> Extracted data
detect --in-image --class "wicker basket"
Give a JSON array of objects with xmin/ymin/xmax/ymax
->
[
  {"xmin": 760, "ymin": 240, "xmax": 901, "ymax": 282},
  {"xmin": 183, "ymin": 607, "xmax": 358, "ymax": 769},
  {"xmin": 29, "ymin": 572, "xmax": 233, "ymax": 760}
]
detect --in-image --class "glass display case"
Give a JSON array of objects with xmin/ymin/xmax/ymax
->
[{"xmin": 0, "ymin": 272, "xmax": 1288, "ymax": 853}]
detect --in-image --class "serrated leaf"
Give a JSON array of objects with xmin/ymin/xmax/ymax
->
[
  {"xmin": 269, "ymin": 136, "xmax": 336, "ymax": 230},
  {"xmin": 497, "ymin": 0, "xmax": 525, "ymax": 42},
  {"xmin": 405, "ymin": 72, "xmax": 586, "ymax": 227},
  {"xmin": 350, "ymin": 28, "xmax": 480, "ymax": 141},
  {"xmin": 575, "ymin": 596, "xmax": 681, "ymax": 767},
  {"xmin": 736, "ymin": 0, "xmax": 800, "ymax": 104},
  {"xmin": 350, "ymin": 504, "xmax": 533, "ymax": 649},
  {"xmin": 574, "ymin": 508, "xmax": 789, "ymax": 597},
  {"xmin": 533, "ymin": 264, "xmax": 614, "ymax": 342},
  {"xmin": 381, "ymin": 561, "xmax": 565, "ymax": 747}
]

> Task brief
Rewrite the listing above, swapping "JSON array" for "JSON list" wherever it occurs and leaving everything else unchanged.

> Exercise response
detect --in-image --class "wicker basket"
Give a JSON list of objects with xmin/ymin/xmax/ymax
->
[
  {"xmin": 760, "ymin": 240, "xmax": 901, "ymax": 282},
  {"xmin": 183, "ymin": 607, "xmax": 358, "ymax": 769},
  {"xmin": 29, "ymin": 572, "xmax": 233, "ymax": 760}
]
detect --in-image --class "glass display case"
Give a JSON list of objects with xmin/ymin/xmax/ymax
->
[{"xmin": 0, "ymin": 272, "xmax": 1288, "ymax": 853}]
detect --in-image --class "serrated leaf"
Give a JSON list of objects with xmin/ymin/xmax/ymax
->
[
  {"xmin": 269, "ymin": 136, "xmax": 336, "ymax": 230},
  {"xmin": 497, "ymin": 0, "xmax": 525, "ymax": 42},
  {"xmin": 405, "ymin": 72, "xmax": 586, "ymax": 227},
  {"xmin": 350, "ymin": 28, "xmax": 480, "ymax": 141},
  {"xmin": 575, "ymin": 596, "xmax": 681, "ymax": 767},
  {"xmin": 736, "ymin": 0, "xmax": 800, "ymax": 104},
  {"xmin": 350, "ymin": 504, "xmax": 533, "ymax": 649},
  {"xmin": 574, "ymin": 508, "xmax": 789, "ymax": 597},
  {"xmin": 533, "ymin": 264, "xmax": 614, "ymax": 342},
  {"xmin": 381, "ymin": 561, "xmax": 565, "ymax": 747}
]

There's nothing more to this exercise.